■ BRIEF:
Answer these questions using the text on LaMDA:
(a) By what factor does the dataset used to pre-train LaMDA exceed the size of pre-training datasets for prior dialog models?
(b) Whom do the authors use to collect and annotate examples of model behavior that violates desired guidelines?
(c) Besides scaling up the model, what is required to see improvements in metrics other than model quality?

■ TEXT:
Safety: ability to avoid unintended or harmful results that contradict objectives derived from the Google AI Principles.
Groundedness: producing responses that are factually correct and can be associated with authoritative, external sources.

This final objective is especially important because LLMs often produce seemingly plausible responses that are incorrect. We want to avoid situations in which trusting humans are fed incorrect information by an “all-knowing” chatbot!

Similar to other LLMs, LaMDA is first pre-trained using a language modeling objective on a large, unlabeled corpus of regular documents and dialog data. The dataset used to pre-train LaMDA is quite large, surpassing the size of pre-training datasets for prior dialog models by 40x [9]. After pre-training over this dataset, LaMDA is further pre-trained over a more dialog-specific portion of the original pre-training set—this mimics the domain-specific pre-training approach that we learned about previously.

To improve the quality, safety, and groundedness of LaMDA, authors use a human workforce to collect and annotate examples of model behavior that violates desired guidelines (e.g., making a harmful or incorrect remark). The human-annotated datasets that are collected are summarized in the table above.

These datasets are converted into an LLM-compatible, text-to-text structure and used to fine-tune LaMDA in a supervised manner. During this process, LaMDA learns to accurately predict the quality, safety, and groundedness of its generations. LaMDA can then use this learned ability to filter its own output (e.g., by selecting the more interesting or less harmful response).

When this fine-tuning approach is applied, we observe that the model achieves significant improvements in quality, safety, and groundedness; see above. Using larger models can improve model quality, but fine-tuning is required — in addition to scaling up the model — to see improvements in other metrics.

Overall, we see in [8] that large-scale pre-training of LLMs might not be all that’s required to make LLMs as useful as possible, especially when adapting them to more specific domains like dialog generation. Collecting smaller, annotated datasets for fine-tuning that capture specific objectives like safety or groundedness is a really effective approach for adapting general-purpose LLMs to more specific applications.

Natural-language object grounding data
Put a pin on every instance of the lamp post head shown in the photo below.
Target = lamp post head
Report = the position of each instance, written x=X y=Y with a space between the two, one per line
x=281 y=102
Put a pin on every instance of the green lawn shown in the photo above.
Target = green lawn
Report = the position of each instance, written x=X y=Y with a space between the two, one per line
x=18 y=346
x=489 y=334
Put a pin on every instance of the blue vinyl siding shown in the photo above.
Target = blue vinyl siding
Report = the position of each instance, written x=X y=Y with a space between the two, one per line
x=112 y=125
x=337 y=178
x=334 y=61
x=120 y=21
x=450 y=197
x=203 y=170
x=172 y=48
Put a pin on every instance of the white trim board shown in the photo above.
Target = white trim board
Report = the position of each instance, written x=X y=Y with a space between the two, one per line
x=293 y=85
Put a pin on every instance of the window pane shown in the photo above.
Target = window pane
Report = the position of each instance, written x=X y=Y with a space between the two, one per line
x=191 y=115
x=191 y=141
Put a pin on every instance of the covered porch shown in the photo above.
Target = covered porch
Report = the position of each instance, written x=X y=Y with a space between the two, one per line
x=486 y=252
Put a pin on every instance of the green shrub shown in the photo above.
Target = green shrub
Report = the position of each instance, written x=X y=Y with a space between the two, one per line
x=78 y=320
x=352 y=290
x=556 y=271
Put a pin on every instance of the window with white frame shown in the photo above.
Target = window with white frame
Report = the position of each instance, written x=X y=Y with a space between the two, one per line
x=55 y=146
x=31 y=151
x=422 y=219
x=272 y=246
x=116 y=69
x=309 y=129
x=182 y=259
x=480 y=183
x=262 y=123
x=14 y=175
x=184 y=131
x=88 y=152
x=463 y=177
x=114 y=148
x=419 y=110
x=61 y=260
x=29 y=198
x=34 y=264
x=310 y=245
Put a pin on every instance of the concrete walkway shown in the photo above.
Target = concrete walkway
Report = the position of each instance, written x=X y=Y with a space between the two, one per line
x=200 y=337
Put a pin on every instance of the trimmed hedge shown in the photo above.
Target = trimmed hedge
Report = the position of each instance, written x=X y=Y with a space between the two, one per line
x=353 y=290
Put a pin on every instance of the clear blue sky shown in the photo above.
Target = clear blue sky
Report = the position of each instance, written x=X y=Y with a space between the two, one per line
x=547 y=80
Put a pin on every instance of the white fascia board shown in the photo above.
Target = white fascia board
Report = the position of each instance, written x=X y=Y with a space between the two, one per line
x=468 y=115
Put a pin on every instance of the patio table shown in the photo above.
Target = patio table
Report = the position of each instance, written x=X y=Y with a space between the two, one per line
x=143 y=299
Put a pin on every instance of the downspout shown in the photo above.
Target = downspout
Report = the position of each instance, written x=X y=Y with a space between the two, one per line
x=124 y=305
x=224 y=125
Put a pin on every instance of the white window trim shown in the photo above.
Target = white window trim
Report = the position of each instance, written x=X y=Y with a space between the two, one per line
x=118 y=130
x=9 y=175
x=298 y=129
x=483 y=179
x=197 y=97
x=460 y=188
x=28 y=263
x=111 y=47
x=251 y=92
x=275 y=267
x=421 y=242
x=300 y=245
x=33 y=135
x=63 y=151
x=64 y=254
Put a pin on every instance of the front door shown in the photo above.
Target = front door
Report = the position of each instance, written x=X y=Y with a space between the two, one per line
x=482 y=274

■ ANSWER BOX:
(a) 40x
(b) A human workforce
(c) Fine-tuning